→ What you need to do: In the records below, find the line containing "striped necktie, one point per instance." and restate it and all lines after it exactly, through the last line.

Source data
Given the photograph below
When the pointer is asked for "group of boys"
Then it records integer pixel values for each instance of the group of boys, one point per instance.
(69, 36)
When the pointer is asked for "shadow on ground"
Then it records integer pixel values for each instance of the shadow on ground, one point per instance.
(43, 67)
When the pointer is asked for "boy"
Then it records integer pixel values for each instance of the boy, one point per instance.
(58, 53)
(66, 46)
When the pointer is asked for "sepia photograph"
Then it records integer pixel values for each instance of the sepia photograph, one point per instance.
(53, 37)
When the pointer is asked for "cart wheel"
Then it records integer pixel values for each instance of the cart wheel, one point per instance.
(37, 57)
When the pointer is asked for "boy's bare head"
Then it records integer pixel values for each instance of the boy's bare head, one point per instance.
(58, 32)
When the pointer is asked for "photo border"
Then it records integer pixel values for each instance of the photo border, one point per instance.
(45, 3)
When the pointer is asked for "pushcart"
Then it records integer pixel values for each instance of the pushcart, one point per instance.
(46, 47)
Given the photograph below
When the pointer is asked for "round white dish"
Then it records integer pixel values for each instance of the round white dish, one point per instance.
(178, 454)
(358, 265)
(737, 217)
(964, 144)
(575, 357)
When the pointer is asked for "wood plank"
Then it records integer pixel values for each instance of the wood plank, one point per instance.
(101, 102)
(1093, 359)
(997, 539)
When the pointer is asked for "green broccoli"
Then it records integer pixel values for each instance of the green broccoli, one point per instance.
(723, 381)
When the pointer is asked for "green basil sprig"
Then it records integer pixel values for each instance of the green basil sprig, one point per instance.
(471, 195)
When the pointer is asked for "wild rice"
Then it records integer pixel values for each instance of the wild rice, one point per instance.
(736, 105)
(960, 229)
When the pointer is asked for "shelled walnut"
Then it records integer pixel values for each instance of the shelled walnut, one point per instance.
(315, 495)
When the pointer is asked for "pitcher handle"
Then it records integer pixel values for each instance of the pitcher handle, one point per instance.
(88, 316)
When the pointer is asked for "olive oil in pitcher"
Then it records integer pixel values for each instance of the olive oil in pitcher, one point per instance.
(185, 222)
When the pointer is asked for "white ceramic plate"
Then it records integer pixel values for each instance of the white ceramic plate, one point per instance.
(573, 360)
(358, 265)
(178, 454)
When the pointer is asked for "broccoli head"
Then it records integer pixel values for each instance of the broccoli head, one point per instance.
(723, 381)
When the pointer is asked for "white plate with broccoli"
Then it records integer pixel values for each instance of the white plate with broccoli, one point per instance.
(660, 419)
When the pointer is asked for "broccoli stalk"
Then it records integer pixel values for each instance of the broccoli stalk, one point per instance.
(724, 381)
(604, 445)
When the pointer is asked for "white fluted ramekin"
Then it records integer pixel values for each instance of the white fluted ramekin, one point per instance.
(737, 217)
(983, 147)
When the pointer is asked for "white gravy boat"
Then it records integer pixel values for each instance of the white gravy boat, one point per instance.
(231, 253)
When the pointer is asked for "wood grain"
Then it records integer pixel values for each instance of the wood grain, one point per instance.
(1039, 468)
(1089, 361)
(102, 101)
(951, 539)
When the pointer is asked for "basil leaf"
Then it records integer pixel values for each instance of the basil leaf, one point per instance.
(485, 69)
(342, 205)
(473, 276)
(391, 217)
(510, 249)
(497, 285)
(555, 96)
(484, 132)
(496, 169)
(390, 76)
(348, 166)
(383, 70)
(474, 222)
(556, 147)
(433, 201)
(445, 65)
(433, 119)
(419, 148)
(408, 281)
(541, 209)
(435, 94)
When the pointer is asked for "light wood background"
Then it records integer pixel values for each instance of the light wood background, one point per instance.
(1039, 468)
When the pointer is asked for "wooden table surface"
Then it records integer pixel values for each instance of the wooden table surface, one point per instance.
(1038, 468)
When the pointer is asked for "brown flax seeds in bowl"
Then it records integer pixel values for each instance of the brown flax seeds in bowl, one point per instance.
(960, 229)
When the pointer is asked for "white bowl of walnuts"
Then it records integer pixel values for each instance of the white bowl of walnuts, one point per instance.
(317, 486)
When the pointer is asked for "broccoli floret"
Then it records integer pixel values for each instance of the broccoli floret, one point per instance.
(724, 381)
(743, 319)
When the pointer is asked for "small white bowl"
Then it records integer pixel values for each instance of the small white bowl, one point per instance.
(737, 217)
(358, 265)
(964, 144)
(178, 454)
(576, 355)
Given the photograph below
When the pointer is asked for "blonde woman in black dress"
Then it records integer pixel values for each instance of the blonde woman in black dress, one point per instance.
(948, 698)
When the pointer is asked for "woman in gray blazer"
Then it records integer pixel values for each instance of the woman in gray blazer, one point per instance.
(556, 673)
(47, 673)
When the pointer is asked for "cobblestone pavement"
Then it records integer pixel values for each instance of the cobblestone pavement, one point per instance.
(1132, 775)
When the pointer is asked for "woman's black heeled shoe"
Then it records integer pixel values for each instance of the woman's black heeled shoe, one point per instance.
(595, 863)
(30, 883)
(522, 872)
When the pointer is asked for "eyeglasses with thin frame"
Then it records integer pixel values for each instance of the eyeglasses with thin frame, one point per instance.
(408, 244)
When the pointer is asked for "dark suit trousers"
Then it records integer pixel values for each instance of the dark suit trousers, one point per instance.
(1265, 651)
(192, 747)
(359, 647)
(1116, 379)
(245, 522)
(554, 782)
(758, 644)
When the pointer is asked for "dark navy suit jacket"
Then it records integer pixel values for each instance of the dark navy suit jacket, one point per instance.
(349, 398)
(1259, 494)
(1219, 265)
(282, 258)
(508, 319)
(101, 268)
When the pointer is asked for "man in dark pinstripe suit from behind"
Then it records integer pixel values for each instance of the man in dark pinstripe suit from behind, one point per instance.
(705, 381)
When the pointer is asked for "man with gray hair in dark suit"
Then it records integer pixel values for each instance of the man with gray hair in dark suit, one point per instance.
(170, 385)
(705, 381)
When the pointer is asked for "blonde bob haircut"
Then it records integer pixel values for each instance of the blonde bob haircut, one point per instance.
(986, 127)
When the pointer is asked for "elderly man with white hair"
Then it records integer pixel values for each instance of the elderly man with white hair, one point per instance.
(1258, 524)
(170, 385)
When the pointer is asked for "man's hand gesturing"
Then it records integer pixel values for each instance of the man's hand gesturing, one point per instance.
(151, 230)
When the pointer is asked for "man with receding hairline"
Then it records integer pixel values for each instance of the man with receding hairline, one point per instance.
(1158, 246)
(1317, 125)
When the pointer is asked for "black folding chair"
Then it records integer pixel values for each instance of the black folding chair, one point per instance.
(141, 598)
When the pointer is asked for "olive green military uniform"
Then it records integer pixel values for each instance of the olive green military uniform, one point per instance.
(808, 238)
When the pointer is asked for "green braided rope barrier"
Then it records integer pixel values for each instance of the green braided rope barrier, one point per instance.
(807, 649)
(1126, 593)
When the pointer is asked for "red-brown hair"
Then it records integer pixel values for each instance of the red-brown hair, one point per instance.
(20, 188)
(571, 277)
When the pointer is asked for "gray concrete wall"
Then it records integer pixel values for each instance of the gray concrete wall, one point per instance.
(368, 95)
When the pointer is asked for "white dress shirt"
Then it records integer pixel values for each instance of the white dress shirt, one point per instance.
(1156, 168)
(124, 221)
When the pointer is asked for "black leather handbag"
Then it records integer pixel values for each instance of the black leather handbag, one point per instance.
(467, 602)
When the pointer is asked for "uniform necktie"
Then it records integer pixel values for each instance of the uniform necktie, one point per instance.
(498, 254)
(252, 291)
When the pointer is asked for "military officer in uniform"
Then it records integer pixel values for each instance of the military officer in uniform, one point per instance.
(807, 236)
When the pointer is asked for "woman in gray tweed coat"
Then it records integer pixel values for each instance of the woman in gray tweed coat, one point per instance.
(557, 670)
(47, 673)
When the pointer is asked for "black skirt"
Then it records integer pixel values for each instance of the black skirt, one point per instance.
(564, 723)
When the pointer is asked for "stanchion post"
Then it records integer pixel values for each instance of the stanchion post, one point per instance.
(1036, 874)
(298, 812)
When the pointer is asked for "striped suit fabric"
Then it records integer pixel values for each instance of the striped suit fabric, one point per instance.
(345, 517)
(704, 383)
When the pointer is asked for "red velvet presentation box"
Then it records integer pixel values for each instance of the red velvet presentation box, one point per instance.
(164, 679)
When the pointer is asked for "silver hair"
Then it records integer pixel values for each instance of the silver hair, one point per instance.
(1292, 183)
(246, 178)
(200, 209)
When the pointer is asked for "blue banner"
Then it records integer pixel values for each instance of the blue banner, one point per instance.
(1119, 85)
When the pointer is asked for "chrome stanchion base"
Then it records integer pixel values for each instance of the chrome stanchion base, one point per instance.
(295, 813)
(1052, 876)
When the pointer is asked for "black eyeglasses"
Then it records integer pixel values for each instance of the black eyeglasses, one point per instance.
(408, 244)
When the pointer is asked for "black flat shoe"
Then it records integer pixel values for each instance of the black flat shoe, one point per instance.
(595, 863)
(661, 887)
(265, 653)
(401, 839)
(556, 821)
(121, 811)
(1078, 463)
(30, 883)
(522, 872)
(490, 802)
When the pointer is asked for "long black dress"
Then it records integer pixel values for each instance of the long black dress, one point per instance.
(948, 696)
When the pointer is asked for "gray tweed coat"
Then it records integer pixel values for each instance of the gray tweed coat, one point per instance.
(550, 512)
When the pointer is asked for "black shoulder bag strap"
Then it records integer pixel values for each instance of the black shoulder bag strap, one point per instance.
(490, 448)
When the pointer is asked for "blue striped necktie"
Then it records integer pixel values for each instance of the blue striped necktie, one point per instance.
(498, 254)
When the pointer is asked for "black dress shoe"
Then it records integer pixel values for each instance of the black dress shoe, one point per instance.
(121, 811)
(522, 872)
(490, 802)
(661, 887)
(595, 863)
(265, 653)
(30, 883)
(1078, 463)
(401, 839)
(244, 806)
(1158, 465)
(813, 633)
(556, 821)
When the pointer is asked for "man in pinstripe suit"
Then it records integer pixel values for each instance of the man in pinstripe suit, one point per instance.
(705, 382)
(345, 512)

→ Task solution:
Then it records integer pixel values for each instance of the blue striped necktie, one point per instance.
(498, 254)
When the pointer is asked for "black dress shoe"
Then it records integer pixel values for each instance of the black dress shoe, one point per instance.
(121, 811)
(522, 872)
(490, 802)
(661, 887)
(595, 863)
(265, 653)
(30, 883)
(1078, 463)
(401, 839)
(244, 806)
(1158, 465)
(813, 633)
(556, 821)
When the pointer is asked for "man in pinstripe suit"
Then it records integer pixel values for each instance of the man in pinstripe suit, one point per instance.
(705, 382)
(345, 512)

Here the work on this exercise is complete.